**Отрывок текста:**
^^^^

Читаем Канатоходец: Воспоминания полностью

В Колонии я особенно сблизился с Ионом Шаревским — моим одноклассником. Он отличался умом и образованностью. Будучи страстным любителем природы, он втянул меня в активное взаимодействие с ней. Собирали коллекции насекомых, наблюдали за жизнью мелких млекопитающих, с погибших животных снимали шкурки и обрабатывали их специальным мышьяковым мылом. Но не только это он знал — он что-то рассказывал нам о неевклидовых геометриях, об актуальной и потенциальной бесконечности и о том, чем отличается культура от цивилизации. Позднее он стал юннатом при Зоологическом парке, экскурсоводом парка — юноша со всей серьезностью поучал взрослых и получал за это гонорар. Ион происходил из купеческой среды — его отец в свое время владел большим универсальным магазином в Самарканде, а в 20-е годы соответственно стал нэпманом, владевшим комиссионным магазином в Москве. Уровень их жизни был намного выше уровня жизни профессорской семьи (даже после того, как ученые стали регулярно получать серьезную помощь[78] от США в рамках «АРА»). У нас, детей, не было зависти. Мы с удовольствием приходили в просторную квартиру, где можно было «утонуть» в кожаном кресле, достать из шкафа том энциклопедии Брокгауза — Ефрона или непонятного Шопенгауэра или начать играть в громадного размера шахматы из слоновой кости.

Да, в те годы нас научили главному —, дружить с одноклассниками и стремиться к непонятному, незнакомому.

^^^^

**Письменное задание 1:** Выпишите, пожалуйста, из записей каждую строку, где встречается слово «snow».
Отрывок и записи взяты из разных, никак не связанных источников.

**Входные записи:**
^^^^

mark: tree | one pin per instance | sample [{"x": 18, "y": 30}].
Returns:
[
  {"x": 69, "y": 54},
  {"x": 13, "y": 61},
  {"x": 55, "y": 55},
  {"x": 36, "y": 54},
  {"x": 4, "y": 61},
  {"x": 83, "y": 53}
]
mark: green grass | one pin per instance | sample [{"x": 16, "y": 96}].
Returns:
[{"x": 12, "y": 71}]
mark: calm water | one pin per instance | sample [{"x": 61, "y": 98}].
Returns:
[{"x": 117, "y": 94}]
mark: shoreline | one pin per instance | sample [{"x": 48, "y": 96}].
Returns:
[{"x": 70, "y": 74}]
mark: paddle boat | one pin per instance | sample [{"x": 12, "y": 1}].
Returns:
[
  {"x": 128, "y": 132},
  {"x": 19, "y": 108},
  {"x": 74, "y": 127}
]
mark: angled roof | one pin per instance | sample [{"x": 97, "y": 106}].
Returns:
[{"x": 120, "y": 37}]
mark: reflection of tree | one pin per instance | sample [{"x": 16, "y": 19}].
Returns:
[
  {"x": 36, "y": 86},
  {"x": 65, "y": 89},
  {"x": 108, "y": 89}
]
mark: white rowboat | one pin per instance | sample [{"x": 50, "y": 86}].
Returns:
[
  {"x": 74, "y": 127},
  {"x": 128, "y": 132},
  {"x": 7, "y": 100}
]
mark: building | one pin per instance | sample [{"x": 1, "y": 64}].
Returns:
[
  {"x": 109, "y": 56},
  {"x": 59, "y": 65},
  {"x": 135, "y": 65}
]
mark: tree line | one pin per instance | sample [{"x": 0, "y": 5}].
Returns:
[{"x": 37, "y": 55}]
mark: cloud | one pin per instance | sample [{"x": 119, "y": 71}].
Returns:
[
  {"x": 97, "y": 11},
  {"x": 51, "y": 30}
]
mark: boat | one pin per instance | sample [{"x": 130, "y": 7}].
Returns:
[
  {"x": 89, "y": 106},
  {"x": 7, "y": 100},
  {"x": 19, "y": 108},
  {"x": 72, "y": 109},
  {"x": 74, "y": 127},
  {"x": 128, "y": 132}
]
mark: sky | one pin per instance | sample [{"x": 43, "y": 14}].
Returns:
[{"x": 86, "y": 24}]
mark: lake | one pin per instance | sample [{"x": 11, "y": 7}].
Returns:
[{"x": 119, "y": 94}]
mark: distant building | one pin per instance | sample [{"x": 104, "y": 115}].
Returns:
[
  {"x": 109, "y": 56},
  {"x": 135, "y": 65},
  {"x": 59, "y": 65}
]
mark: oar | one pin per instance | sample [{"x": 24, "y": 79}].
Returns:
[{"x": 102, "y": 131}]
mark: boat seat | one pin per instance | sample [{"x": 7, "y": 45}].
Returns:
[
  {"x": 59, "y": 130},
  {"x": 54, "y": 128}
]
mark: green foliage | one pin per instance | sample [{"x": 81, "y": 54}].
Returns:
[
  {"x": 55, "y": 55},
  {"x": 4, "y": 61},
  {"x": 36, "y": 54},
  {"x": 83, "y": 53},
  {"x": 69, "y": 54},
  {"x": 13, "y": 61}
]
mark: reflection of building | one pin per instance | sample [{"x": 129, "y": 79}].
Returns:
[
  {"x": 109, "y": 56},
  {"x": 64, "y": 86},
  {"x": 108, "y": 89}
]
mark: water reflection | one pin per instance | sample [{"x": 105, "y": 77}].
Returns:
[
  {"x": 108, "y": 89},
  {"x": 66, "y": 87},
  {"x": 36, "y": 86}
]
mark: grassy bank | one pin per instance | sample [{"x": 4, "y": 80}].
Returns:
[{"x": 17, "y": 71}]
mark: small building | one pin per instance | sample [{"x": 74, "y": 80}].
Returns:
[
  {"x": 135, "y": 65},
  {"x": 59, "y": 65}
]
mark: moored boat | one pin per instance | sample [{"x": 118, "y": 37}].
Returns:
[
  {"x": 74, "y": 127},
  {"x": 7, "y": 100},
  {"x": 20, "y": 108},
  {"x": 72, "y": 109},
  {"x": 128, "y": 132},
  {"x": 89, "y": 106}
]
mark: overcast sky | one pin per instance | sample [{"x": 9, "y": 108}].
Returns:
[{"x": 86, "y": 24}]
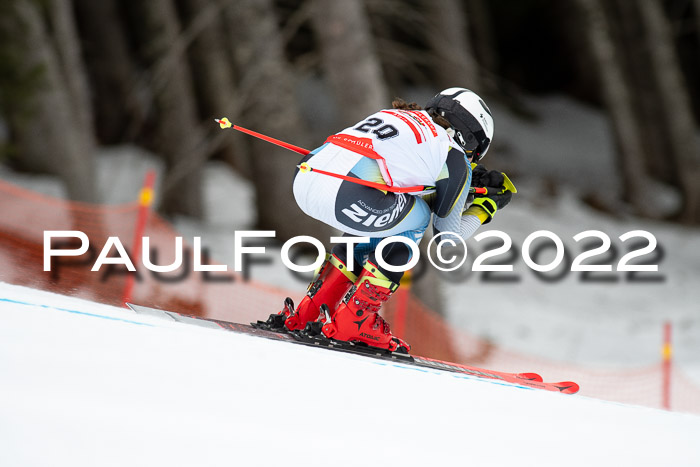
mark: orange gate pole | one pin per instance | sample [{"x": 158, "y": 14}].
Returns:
[
  {"x": 667, "y": 352},
  {"x": 145, "y": 202}
]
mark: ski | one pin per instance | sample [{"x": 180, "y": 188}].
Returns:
[{"x": 531, "y": 380}]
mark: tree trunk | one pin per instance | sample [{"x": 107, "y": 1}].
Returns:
[
  {"x": 111, "y": 69},
  {"x": 448, "y": 36},
  {"x": 641, "y": 84},
  {"x": 270, "y": 108},
  {"x": 618, "y": 102},
  {"x": 214, "y": 80},
  {"x": 52, "y": 126},
  {"x": 484, "y": 44},
  {"x": 677, "y": 113},
  {"x": 177, "y": 133},
  {"x": 349, "y": 59}
]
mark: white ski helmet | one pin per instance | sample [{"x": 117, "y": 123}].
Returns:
[{"x": 469, "y": 116}]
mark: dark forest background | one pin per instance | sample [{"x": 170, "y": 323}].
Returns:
[{"x": 79, "y": 74}]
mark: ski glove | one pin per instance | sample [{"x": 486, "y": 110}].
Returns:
[{"x": 499, "y": 192}]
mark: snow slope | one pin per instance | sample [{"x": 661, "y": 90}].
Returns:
[{"x": 88, "y": 384}]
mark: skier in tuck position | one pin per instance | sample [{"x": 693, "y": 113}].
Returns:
[{"x": 433, "y": 153}]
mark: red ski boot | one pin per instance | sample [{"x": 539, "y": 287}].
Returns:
[
  {"x": 357, "y": 318},
  {"x": 329, "y": 286}
]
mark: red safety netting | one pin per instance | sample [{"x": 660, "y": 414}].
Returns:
[{"x": 26, "y": 215}]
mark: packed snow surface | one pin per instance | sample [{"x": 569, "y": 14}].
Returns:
[{"x": 89, "y": 384}]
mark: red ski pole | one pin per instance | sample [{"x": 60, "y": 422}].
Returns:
[{"x": 225, "y": 123}]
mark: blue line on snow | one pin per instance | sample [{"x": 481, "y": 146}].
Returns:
[{"x": 17, "y": 302}]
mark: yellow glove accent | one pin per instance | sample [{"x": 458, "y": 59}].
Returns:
[
  {"x": 487, "y": 206},
  {"x": 477, "y": 211},
  {"x": 508, "y": 184}
]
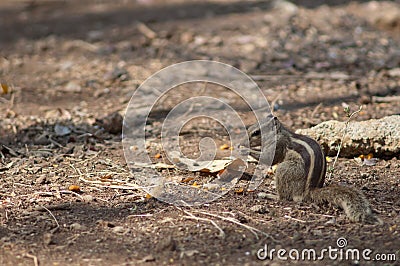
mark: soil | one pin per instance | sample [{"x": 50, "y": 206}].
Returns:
[{"x": 66, "y": 67}]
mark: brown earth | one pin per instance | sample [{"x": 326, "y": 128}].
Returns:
[{"x": 65, "y": 65}]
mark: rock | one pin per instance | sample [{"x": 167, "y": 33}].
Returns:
[
  {"x": 395, "y": 72},
  {"x": 111, "y": 123},
  {"x": 166, "y": 244},
  {"x": 259, "y": 209},
  {"x": 41, "y": 180},
  {"x": 61, "y": 130},
  {"x": 378, "y": 136},
  {"x": 77, "y": 227},
  {"x": 120, "y": 230},
  {"x": 72, "y": 87}
]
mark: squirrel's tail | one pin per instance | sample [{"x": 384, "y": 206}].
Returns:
[{"x": 352, "y": 201}]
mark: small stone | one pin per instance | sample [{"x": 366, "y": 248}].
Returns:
[
  {"x": 87, "y": 198},
  {"x": 259, "y": 209},
  {"x": 77, "y": 227},
  {"x": 120, "y": 230},
  {"x": 112, "y": 123},
  {"x": 262, "y": 195},
  {"x": 72, "y": 87},
  {"x": 148, "y": 258},
  {"x": 48, "y": 239},
  {"x": 41, "y": 180},
  {"x": 166, "y": 244}
]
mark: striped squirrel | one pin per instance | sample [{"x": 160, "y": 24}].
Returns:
[{"x": 301, "y": 170}]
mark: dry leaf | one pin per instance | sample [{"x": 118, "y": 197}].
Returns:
[
  {"x": 239, "y": 190},
  {"x": 224, "y": 147},
  {"x": 74, "y": 188},
  {"x": 187, "y": 179},
  {"x": 4, "y": 88},
  {"x": 196, "y": 185}
]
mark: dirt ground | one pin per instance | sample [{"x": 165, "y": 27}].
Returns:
[{"x": 65, "y": 65}]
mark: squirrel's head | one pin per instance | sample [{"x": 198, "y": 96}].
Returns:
[{"x": 263, "y": 133}]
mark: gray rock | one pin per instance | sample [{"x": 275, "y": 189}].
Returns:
[{"x": 378, "y": 136}]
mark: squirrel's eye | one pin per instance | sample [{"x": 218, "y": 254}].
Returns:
[{"x": 255, "y": 132}]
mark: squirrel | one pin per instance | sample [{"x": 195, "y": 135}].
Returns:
[{"x": 301, "y": 169}]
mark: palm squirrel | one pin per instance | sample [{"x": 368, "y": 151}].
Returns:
[{"x": 301, "y": 171}]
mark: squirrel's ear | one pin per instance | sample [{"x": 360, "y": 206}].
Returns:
[{"x": 277, "y": 123}]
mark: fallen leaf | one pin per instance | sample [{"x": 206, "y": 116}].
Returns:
[
  {"x": 224, "y": 147},
  {"x": 187, "y": 179},
  {"x": 74, "y": 188},
  {"x": 4, "y": 88},
  {"x": 196, "y": 185},
  {"x": 239, "y": 190}
]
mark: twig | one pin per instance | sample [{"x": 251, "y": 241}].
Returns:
[
  {"x": 294, "y": 219},
  {"x": 347, "y": 110},
  {"x": 35, "y": 260},
  {"x": 315, "y": 110},
  {"x": 232, "y": 220},
  {"x": 58, "y": 225},
  {"x": 71, "y": 192},
  {"x": 191, "y": 216}
]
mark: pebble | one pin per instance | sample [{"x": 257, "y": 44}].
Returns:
[
  {"x": 259, "y": 209},
  {"x": 77, "y": 227}
]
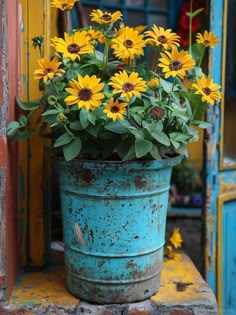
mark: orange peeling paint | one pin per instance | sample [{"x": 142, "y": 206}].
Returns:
[{"x": 2, "y": 152}]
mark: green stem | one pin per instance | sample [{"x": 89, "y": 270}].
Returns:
[
  {"x": 54, "y": 88},
  {"x": 106, "y": 52},
  {"x": 190, "y": 25},
  {"x": 200, "y": 60},
  {"x": 68, "y": 130}
]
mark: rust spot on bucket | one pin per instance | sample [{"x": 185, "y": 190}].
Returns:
[
  {"x": 139, "y": 183},
  {"x": 87, "y": 176}
]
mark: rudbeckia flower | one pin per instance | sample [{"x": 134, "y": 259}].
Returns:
[
  {"x": 128, "y": 85},
  {"x": 85, "y": 92},
  {"x": 48, "y": 69},
  {"x": 208, "y": 89}
]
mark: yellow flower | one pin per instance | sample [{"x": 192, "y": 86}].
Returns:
[
  {"x": 73, "y": 45},
  {"x": 128, "y": 44},
  {"x": 106, "y": 18},
  {"x": 161, "y": 37},
  {"x": 85, "y": 92},
  {"x": 153, "y": 83},
  {"x": 176, "y": 63},
  {"x": 63, "y": 5},
  {"x": 48, "y": 69},
  {"x": 176, "y": 238},
  {"x": 208, "y": 39},
  {"x": 128, "y": 85},
  {"x": 140, "y": 28},
  {"x": 172, "y": 254},
  {"x": 95, "y": 35},
  {"x": 208, "y": 89},
  {"x": 115, "y": 109}
]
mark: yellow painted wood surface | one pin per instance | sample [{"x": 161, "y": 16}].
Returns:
[
  {"x": 34, "y": 163},
  {"x": 181, "y": 284}
]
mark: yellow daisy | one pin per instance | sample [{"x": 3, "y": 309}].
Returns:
[
  {"x": 105, "y": 18},
  {"x": 153, "y": 83},
  {"x": 73, "y": 46},
  {"x": 63, "y": 5},
  {"x": 95, "y": 35},
  {"x": 161, "y": 37},
  {"x": 128, "y": 85},
  {"x": 85, "y": 92},
  {"x": 128, "y": 44},
  {"x": 176, "y": 63},
  {"x": 48, "y": 69},
  {"x": 176, "y": 238},
  {"x": 208, "y": 89},
  {"x": 115, "y": 109},
  {"x": 171, "y": 254},
  {"x": 208, "y": 39}
]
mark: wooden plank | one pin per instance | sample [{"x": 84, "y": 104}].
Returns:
[{"x": 34, "y": 162}]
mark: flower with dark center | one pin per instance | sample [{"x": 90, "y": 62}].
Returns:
[
  {"x": 157, "y": 112},
  {"x": 48, "y": 69},
  {"x": 208, "y": 39},
  {"x": 105, "y": 18},
  {"x": 176, "y": 63},
  {"x": 73, "y": 46},
  {"x": 86, "y": 92},
  {"x": 207, "y": 89},
  {"x": 128, "y": 85},
  {"x": 128, "y": 44},
  {"x": 158, "y": 36},
  {"x": 115, "y": 109}
]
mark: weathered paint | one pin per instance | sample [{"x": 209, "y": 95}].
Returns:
[
  {"x": 182, "y": 291},
  {"x": 35, "y": 164},
  {"x": 9, "y": 75},
  {"x": 114, "y": 218},
  {"x": 43, "y": 288}
]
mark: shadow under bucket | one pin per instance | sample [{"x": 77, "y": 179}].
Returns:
[{"x": 114, "y": 219}]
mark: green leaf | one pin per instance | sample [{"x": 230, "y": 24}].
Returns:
[
  {"x": 161, "y": 137},
  {"x": 23, "y": 120},
  {"x": 12, "y": 127},
  {"x": 167, "y": 86},
  {"x": 155, "y": 153},
  {"x": 142, "y": 147},
  {"x": 65, "y": 138},
  {"x": 178, "y": 136},
  {"x": 84, "y": 118},
  {"x": 115, "y": 126},
  {"x": 31, "y": 105},
  {"x": 72, "y": 149}
]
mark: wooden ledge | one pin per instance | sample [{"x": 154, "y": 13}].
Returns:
[{"x": 183, "y": 292}]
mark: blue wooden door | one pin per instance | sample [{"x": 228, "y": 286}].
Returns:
[{"x": 220, "y": 148}]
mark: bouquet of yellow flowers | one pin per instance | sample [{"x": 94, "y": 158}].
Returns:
[{"x": 115, "y": 92}]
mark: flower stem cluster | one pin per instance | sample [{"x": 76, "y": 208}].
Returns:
[{"x": 101, "y": 99}]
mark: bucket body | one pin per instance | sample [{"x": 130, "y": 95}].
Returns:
[{"x": 114, "y": 219}]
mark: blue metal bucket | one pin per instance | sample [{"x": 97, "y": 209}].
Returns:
[{"x": 114, "y": 218}]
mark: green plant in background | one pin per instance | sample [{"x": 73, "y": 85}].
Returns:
[{"x": 107, "y": 103}]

^^^^

**Письменное задание 2:** Чем владел отец Иона в Самарканде, согласно отрывку?

**Полный ответ 1:**
mark: snow slope | one pin per instance | sample [{"x": 661, "y": 90}].
mark: packed snow surface | one pin per instance | sample [{"x": 569, "y": 14}].
mark: blue line on snow | one pin per instance | sample [{"x": 481, "y": 146}].

**Полный ответ 2:** Большим универсальным магазином.